:: Task ::
Please count how many lines in the entries below contain the string "shop", matching case exactly. Reply with only that number.
━━━━━ Material for this exercise ━━━━━
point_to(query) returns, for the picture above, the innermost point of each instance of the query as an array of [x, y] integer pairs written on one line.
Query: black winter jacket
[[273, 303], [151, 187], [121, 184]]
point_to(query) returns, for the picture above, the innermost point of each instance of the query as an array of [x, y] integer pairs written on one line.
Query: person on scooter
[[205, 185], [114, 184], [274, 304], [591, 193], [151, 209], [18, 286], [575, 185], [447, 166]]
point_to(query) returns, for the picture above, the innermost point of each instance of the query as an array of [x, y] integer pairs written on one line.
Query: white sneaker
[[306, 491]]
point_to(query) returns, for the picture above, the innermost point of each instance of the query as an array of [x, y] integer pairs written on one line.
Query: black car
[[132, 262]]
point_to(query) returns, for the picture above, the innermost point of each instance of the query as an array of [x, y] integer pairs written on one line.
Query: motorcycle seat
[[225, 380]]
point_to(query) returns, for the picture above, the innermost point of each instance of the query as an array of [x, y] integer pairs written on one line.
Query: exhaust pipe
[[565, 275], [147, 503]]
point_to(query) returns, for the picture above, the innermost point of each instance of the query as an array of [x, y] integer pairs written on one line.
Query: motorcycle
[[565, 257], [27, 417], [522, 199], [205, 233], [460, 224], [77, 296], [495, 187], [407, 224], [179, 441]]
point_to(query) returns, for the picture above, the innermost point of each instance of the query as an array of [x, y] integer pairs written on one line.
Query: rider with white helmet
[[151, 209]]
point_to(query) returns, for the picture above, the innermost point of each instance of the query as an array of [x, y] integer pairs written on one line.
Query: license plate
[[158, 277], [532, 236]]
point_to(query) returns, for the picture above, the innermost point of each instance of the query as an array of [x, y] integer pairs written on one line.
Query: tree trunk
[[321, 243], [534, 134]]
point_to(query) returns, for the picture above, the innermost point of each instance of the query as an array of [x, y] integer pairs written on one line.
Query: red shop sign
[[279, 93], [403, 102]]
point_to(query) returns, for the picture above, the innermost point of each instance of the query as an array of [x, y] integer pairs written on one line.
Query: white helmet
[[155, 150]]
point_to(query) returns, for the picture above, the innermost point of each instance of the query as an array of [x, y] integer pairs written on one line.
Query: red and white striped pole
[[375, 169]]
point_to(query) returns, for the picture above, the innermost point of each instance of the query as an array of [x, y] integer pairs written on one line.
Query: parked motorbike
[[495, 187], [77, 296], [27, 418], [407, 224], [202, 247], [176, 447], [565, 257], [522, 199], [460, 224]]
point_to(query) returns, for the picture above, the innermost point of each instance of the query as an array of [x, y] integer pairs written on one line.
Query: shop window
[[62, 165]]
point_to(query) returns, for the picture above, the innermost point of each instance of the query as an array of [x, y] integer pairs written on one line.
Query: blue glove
━━━━━
:: Task output ::
2